**Provided records**
::::::::

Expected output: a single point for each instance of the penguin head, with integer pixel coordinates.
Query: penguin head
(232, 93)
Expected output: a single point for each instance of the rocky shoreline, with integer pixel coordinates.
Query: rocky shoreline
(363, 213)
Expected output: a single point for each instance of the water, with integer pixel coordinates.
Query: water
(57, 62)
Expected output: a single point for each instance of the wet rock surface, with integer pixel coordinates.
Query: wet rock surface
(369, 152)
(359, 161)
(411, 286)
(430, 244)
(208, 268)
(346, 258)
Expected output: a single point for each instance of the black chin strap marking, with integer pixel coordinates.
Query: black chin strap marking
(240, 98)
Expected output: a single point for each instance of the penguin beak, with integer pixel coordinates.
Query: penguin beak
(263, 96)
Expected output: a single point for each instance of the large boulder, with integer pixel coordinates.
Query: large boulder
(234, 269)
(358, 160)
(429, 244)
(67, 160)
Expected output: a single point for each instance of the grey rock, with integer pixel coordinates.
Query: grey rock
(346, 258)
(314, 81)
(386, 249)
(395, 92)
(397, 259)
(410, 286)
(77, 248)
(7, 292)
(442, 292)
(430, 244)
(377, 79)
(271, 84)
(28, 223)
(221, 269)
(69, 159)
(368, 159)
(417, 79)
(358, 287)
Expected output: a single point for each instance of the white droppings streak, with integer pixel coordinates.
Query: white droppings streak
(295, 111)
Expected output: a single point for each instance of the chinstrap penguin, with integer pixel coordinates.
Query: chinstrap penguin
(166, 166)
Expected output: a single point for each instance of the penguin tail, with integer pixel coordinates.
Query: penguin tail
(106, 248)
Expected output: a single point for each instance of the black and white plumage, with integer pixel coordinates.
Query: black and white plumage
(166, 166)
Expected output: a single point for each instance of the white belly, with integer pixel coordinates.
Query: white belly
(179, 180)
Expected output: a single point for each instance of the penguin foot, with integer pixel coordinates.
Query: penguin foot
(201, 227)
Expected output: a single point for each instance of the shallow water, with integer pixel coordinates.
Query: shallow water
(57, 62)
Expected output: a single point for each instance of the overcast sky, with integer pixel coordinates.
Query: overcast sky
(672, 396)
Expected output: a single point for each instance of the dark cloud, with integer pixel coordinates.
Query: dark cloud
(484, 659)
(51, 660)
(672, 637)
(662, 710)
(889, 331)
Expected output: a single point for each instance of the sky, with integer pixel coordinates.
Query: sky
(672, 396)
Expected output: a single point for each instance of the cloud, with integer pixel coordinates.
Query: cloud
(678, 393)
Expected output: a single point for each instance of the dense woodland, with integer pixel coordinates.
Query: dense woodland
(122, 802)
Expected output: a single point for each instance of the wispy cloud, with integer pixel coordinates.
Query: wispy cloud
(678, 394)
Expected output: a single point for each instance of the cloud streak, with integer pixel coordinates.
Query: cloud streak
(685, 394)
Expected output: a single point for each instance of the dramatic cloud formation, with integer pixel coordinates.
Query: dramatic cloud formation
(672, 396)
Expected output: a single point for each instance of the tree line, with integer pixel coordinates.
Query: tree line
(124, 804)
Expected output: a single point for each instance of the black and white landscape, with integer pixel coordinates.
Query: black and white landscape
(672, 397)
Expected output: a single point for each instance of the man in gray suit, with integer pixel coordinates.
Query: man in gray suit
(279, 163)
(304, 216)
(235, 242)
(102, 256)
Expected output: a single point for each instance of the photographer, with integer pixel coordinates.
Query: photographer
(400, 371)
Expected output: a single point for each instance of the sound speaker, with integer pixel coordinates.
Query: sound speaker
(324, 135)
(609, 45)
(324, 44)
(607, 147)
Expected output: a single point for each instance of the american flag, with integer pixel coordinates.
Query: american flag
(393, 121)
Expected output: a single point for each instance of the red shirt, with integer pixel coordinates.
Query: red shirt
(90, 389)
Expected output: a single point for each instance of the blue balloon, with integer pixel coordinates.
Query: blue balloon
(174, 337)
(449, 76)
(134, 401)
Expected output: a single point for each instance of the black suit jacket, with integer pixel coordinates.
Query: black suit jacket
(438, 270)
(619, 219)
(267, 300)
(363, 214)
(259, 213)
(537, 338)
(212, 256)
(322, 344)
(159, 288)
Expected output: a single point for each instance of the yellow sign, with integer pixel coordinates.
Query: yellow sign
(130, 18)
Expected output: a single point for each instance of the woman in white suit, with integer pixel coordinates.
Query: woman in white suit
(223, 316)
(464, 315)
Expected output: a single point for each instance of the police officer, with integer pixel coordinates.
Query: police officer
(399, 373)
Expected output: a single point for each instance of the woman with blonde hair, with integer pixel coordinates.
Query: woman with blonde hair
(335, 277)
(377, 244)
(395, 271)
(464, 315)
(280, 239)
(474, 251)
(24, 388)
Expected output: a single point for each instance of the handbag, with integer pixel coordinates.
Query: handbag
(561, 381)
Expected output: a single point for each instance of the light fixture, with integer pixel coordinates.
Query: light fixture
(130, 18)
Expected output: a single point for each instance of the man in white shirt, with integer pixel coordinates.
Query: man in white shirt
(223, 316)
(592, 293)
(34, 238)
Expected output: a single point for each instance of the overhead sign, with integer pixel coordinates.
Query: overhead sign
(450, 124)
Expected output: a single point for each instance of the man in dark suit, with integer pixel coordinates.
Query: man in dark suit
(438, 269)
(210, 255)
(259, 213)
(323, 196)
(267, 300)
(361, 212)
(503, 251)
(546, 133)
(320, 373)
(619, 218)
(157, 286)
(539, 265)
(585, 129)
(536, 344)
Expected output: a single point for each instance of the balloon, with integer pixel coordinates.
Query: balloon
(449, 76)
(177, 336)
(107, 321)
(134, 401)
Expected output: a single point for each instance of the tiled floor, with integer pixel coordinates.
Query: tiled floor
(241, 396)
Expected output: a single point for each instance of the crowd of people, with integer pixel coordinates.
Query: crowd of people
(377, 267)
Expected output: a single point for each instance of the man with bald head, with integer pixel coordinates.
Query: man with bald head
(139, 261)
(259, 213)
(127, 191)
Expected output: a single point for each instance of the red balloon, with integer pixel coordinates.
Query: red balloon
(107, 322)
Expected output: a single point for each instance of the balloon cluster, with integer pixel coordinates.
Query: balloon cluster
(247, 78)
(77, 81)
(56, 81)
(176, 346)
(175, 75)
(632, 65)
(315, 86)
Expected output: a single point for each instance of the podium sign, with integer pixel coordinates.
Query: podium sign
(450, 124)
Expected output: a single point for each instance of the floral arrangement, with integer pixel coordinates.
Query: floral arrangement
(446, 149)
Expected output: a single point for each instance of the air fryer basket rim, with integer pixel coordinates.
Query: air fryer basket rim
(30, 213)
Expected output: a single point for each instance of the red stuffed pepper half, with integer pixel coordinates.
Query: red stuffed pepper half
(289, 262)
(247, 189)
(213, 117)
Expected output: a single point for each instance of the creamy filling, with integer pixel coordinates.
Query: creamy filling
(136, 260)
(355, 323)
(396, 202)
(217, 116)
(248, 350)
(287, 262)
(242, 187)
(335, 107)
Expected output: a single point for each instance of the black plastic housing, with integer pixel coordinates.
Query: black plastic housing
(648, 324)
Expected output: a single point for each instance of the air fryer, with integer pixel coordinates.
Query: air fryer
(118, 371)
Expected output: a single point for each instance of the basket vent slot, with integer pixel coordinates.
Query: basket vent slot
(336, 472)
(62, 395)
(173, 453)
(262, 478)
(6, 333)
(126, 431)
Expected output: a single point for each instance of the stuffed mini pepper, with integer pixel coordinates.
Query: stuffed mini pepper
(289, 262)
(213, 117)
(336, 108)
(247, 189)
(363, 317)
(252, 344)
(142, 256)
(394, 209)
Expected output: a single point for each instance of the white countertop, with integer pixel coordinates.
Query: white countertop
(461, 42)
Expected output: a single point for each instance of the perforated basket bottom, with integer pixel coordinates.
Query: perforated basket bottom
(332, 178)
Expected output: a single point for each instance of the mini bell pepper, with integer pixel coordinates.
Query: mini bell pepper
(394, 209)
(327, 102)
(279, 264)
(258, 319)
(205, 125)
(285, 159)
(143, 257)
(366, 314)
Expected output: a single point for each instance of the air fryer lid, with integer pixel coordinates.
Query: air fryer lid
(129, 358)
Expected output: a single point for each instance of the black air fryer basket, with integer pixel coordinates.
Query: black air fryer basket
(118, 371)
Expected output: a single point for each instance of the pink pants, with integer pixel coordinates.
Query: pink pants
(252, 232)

::::::::

**Aim**
Output the lines starting at the one containing "Expected output: a single point for each instance of the stuffed" and ending at the last line of the items as a Markdown table with the columns Row and Line. Number each row and leave out blank lines.

**Final result**
| Row | Line |
|---|---|
| 1 | Expected output: a single point for each instance of the stuffed mini pepper, with integer pixel coordinates. |
| 2 | Query: stuffed mini pepper |
| 3 | (289, 262) |
| 4 | (213, 117) |
| 5 | (336, 108) |
| 6 | (247, 189) |
| 7 | (363, 317) |
| 8 | (252, 344) |
| 9 | (142, 256) |
| 10 | (394, 209) |
| 11 | Expected output: a single point for each instance of the white countertop, with integer pixel coordinates. |
| 12 | Query: white countertop |
| 13 | (461, 42) |
| 14 | Expected output: a single point for each instance of the perforated basket bottom, with integer pixel coordinates. |
| 15 | Query: perforated basket bottom |
| 16 | (332, 178) |
| 17 | Expected output: a single point for each instance of the mini bell pepper, with integer pixel coordinates. |
| 18 | Query: mini bell pepper |
| 19 | (394, 209) |
| 20 | (327, 102) |
| 21 | (279, 264) |
| 22 | (258, 319) |
| 23 | (205, 125) |
| 24 | (285, 159) |
| 25 | (143, 257) |
| 26 | (366, 314) |
| 27 | Expected output: a single point for each instance of the air fryer lid, with integer pixel coordinates. |
| 28 | Query: air fryer lid |
| 29 | (129, 358) |
| 30 | Expected output: a single point for each instance of the black air fryer basket, with integer pixel coordinates. |
| 31 | Query: black air fryer basket |
| 32 | (118, 371) |
| 33 | Expected output: a single point for each instance of the pink pants, with integer pixel coordinates. |
| 34 | Query: pink pants |
| 35 | (252, 232) |